§ **INPUT ROWS**:
*-*-*

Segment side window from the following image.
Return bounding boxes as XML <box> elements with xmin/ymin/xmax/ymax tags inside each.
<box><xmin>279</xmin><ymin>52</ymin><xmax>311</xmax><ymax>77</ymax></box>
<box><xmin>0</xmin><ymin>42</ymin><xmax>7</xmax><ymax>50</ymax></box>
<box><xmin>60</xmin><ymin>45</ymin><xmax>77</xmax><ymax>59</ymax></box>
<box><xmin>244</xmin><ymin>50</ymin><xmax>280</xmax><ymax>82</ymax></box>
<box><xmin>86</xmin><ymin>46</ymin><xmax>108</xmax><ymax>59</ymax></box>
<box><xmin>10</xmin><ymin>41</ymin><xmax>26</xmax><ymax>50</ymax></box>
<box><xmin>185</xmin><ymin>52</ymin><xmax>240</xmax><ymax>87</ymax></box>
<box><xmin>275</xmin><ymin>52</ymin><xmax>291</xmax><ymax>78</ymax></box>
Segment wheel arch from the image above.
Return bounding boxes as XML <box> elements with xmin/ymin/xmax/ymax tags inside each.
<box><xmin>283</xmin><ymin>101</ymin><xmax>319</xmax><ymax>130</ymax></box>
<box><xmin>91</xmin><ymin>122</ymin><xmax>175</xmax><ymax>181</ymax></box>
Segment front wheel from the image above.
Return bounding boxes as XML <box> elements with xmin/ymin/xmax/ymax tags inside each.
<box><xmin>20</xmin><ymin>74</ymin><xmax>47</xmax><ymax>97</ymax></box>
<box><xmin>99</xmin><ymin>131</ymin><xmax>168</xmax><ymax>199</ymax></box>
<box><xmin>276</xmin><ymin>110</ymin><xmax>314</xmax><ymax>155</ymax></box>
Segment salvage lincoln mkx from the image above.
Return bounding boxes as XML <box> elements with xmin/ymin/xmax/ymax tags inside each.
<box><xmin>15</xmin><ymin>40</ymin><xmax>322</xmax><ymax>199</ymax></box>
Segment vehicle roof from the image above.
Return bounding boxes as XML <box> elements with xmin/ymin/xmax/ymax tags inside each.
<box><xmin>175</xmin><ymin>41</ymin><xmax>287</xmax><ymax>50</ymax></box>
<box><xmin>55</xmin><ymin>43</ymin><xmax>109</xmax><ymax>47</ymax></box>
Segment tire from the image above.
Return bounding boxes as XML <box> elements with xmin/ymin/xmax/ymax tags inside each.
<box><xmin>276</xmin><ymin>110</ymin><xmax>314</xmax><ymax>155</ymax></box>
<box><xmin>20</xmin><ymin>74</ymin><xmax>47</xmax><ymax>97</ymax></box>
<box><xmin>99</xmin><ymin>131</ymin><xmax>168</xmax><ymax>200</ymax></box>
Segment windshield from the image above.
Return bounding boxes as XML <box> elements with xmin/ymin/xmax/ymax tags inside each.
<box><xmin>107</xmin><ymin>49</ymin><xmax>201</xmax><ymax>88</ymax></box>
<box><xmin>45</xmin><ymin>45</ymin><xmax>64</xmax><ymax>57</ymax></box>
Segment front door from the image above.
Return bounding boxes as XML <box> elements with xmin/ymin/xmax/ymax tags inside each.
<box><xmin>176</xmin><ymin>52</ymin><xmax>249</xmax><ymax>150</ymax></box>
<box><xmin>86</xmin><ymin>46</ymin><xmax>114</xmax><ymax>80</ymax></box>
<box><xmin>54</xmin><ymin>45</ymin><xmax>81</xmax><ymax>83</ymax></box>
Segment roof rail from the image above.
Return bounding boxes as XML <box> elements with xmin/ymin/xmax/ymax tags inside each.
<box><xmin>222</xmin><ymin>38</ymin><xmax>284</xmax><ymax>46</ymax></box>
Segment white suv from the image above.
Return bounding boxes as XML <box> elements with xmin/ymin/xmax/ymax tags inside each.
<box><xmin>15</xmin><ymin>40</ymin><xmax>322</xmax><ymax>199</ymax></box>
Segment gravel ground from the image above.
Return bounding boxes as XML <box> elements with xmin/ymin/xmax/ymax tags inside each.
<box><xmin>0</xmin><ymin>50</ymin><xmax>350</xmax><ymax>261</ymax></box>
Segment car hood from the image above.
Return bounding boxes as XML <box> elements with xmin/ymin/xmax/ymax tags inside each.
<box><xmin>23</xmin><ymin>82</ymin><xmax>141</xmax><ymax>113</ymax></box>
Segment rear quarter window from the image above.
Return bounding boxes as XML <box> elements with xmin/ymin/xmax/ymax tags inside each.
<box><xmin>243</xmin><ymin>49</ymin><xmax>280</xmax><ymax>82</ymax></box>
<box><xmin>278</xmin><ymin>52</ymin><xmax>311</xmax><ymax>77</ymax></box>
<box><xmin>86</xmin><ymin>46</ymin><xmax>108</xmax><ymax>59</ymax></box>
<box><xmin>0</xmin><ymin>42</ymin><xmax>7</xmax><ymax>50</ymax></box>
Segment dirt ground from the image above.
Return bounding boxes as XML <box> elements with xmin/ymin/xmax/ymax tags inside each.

*-*-*

§ **EXERCISE**:
Pull out every line of the material above that contains the string "front", copying each one in full.

§ **WRITTEN ANSWER**:
Segment front wheel from the image above.
Segment front door from the image above.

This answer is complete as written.